Set problem 1: From the electronic recordkeeping passage below, copy word for word the stretch that begins at "Encapsulation is a" and stops after "Strategy, described below).".

Source:
- - -
Meeting the challenge
 

  • The most obvious challenge of recordkeeping in the electronic environment is the technical one; it was the affair of the unreadable 1960 Census records that led the Committee on the Records of Government to say "the United States is in danger of losing its memory."[4]But technical solutions alone are not sufficient; archivists and records managers have also been obliged to rethink some of their assumptions about what constitutes the 'record' that they are trying to preserve. This provides the basis for policies which will ensure that correct procedures are followed and the appropriate technical solutions correctly applied.

  •  

     

    Nature of the record

    A number of projects have addressed the issue of what constitutes a record. In 1993 the University of Pittsburgh School of Information Sciences began a research project to examine variables that affect the integration of recordkeeping requirements in electronic information systems. [5] The major objectives of this research project were to develop a set of well-defined recordkeeping functional requirements, satisfying all the various legal, administrative and other needs of a particular organization, which can be used in the design and implementation of electronic information systems. In September 1996 the project published a Framework for Business Acceptable Communications, including Functional Requirements for Evidence in Recordkeeping, and Metadata Specifications based on them. Its specifications have been adopted as the basis for a number of archival electronic recordkeeping implementations, for example at Indiana University.[6]

    At around the same time, a research project by the University of British Columbia's School of Library, Archival and Information Studies aimed to identify and define the requirements for creating, handling and preserving reliable and authentic electronic records.[7] The UBC Project researchers worked in close collaboration with the U.S. Department of Defense Records Management Task Force to identify requirements for Records Management Applications (RMA). The resulting standard (DOD 5015.2)  [8]  is now in use by the U.S. Defense Information Systems Agency to certify RMA vendors. InterPARES (International Research on Permanent Authentic Records in Electronic Systems) is the second phase of the UBC Project, intended to address the long-term preservation of inactive electronic records (i.e. records which are no longer needed for day-to-day business but which must be preserved for operational, legal, or historical reasons)[9] .

    Technical issues

    This is intended only as a very brief overview. More detailed information is available elsewhere [10]; in particular, guidelines for storage and physical conservation are well covered [11]. There are three main technical strategies to address digital preservation, and each has its supporters and critics and its own advantages and disadvantages (Jean Marie Deken gives a good introduction to this and other matters concerning archives and records management in the electronic environment) [12].

    Encapsulation is a technique that involves grouping a digital object (e.g. the record) with anything else necessary to provide access to that object and containing them within physical or logical structures called 'containers' or 'wrappers'. It is useful both in implementing emulation and also in attaching metadata to a record. In order to demonstrate that none of the information has been altered the encapsulated 'package' may be secured by digital signatures (see, for example, the Victorian Electronic Records Strategy, described below).
- - -
Material for the task:
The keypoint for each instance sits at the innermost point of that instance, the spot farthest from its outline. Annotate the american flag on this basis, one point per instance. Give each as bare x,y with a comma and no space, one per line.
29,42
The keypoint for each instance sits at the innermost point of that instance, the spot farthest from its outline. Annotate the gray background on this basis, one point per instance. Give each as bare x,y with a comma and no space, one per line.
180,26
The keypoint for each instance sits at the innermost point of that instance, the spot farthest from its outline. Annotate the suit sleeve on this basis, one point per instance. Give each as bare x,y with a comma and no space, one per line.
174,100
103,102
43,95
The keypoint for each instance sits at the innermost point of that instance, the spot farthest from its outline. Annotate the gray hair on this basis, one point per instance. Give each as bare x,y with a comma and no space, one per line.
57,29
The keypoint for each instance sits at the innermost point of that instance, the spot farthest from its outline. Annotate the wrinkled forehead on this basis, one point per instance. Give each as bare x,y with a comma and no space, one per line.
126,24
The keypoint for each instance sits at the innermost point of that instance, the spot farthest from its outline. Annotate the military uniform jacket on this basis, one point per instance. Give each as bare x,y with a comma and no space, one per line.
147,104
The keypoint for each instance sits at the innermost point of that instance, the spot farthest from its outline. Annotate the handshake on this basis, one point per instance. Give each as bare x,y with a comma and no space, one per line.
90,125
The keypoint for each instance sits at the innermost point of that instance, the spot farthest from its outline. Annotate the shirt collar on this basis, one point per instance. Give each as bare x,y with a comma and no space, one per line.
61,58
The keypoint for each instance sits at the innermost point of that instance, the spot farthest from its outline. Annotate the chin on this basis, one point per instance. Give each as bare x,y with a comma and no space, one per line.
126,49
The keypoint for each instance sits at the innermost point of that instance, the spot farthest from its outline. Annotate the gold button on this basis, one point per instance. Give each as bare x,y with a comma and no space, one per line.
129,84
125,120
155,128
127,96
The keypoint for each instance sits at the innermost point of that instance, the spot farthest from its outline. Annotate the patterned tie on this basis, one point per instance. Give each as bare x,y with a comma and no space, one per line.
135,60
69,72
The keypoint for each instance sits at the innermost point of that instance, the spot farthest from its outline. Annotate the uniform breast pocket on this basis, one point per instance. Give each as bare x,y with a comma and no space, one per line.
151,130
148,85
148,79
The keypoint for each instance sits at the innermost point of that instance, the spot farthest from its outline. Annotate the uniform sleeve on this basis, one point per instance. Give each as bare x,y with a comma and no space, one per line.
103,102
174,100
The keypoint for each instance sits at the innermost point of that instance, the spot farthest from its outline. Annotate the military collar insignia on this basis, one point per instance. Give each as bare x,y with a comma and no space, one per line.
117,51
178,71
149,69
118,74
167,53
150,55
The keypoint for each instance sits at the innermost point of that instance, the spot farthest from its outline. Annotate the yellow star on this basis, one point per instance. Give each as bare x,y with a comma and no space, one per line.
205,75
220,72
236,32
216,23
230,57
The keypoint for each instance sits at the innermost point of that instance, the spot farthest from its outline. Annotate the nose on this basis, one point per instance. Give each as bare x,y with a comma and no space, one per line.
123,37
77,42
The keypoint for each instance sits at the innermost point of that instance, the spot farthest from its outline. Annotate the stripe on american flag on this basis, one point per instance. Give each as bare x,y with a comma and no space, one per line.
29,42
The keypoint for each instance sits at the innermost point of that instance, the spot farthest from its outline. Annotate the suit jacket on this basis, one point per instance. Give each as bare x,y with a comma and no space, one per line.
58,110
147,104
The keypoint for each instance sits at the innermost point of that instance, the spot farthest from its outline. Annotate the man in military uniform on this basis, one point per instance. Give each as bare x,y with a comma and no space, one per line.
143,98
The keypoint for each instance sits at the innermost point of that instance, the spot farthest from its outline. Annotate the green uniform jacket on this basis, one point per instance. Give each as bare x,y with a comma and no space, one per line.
- - -
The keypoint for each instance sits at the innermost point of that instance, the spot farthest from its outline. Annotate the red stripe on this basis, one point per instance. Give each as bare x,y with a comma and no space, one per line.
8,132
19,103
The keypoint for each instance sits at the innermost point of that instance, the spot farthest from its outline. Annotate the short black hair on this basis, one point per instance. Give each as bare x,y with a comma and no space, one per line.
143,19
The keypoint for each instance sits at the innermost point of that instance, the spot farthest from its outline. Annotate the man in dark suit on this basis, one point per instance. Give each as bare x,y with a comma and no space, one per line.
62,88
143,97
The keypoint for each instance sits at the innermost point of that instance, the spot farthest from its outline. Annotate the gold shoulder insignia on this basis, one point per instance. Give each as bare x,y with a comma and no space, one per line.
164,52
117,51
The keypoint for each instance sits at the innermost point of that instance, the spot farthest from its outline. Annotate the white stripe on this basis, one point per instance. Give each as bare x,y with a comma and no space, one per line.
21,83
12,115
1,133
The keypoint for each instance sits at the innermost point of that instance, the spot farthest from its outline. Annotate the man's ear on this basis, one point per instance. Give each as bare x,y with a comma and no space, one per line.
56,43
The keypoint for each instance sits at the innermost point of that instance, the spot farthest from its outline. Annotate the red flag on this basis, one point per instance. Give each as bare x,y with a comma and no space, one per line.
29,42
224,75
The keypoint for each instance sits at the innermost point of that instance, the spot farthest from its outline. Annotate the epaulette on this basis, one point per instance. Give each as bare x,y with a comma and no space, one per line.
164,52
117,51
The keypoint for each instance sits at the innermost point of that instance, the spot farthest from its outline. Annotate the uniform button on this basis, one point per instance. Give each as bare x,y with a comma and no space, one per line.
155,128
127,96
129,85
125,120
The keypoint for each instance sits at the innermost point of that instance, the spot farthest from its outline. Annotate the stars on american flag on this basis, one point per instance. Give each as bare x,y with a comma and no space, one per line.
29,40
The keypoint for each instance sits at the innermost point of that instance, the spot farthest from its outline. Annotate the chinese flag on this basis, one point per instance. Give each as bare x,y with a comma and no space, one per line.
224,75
- - -
Set problem 2: In how many lines of the entries above does the string "hair" appear? Reply with the number only.

Task output 1:
Encapsulation is a technique that involves grouping a digital object (e.g. the record) with anything else necessary to provide access to that object and containing them within physical or logical structures called 'containers' or 'wrappers'. It is useful both in implementing emulation and also in attaching metadata to a record. In order to demonstrate that none of the information has been altered the encapsulated 'package' may be secured by digital signatures (see, for example, the Victorian Electronic Records Strategy, described below).

Task output 2: 2